Presumably a key challenge was to take this initially bleak material and present it in a way that wouldn’t disturb or confuse young audiences?
SCIAMMA: It was all about the beginning of the film – because at the beginning you have to kill the mother and make a point about the boy’s social background. I didn’t continue with the writing until I found a way to do that. When I had the idea of this little kid playing a game with empty beer cans, I realised ‘this is the film’.
It’s about synthesising emotions, avoiding contrasts. For instance, if you take a strong narrative in animation, like The Lion King, there are these very sad scenes – with that film around the death of the father – and then scenes with kind, funny animals. We didn’t work that way, a light scene and a heavy scene. Our narrative is about telling all the emotions at the same time.
Almost treating the young kids as grown ups?

### Extracted data
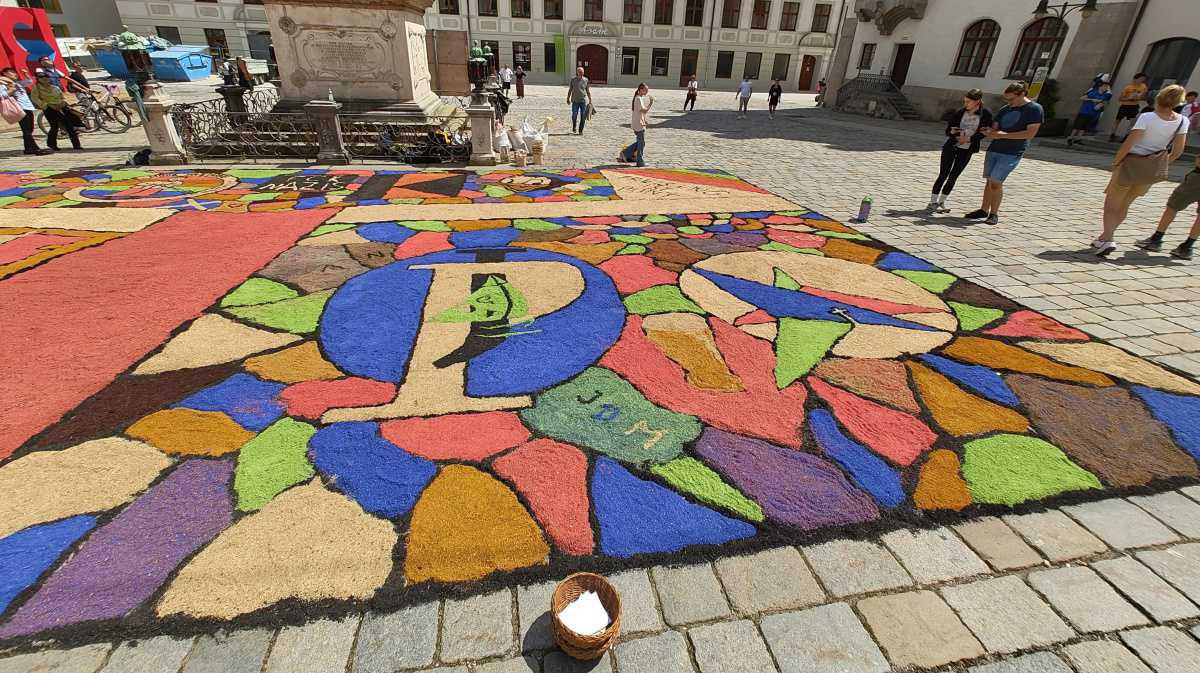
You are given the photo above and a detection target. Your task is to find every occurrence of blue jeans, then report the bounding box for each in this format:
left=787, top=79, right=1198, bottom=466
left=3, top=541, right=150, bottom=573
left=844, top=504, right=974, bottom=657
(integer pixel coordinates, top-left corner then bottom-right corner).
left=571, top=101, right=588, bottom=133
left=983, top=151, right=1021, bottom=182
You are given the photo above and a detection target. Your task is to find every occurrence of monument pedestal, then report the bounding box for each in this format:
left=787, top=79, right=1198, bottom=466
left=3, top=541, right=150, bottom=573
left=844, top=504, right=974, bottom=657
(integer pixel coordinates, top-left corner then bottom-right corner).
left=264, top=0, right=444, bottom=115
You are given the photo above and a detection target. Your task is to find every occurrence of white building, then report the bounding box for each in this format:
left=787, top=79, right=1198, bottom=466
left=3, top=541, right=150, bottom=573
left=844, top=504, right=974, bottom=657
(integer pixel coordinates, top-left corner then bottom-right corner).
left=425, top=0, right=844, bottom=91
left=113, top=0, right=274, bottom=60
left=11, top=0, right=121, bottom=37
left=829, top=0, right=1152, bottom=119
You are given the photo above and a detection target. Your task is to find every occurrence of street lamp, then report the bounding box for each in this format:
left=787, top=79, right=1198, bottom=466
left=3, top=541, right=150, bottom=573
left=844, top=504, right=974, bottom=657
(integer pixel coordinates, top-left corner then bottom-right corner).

### Task requirements
**1.** According to the Sciamma interview, what idea made her realize she had found the film?
**2.** Reproduce the part of the Sciamma interview starting with "SCIAMMA: It was" and going on through "is the film’.".
**3.** Continue the Sciamma interview from its last line, writing what comes next.

### Outputs for the tasks
**1.** The idea of a little kid playing a game with empty beer cans.

**2.**
SCIAMMA: It was all about the beginning of the film – because at the beginning you have to kill the mother and make a point about the boy’s social background. I didn’t continue with the writing until I found a way to do that. When I had the idea of this little kid playing a game with empty beer cans, I realised ‘this is the film’.

**3.**
SCIAMMA: Of course. The goal of the film was to take children very seriously as characters, in the writing, and to take children very seriously as an audience, believing in their intelligence.
What did you want youngsters to get out of it?
SCIAMMA: A sense of solidarity. It’s a movie about friendship, I think it’s a tribute to tolerance, to being welcoming, which is quite an issue today. It’s about how you can love and be loved, even when you’ve had a very wrong start in life. It’s also about what a family is, or can be, how we bond.
How did you get together on this?
BARRAS: I read the book 10 years ago and fell in love with it. There was a six-year period in which I was developing the idea, while working on other projects. After these six years I met a producer who agreed to do the project, then the producer put me in contact with Céline. I’d just seen Tomboy (pictured below) a few months before, and so was immediately enthusiastic.
In the book there are 20 children and I chose seven to tell the story. But I’m not a scriptwriter. I’d written a first version, then gave Céline entire freedom to do what she wanted. She kept some ideas, but simplified the story, made sure that each of the children had some time, added subtleties. Céline knew how to strike the right balance between humour and emotion, adventure and social realism.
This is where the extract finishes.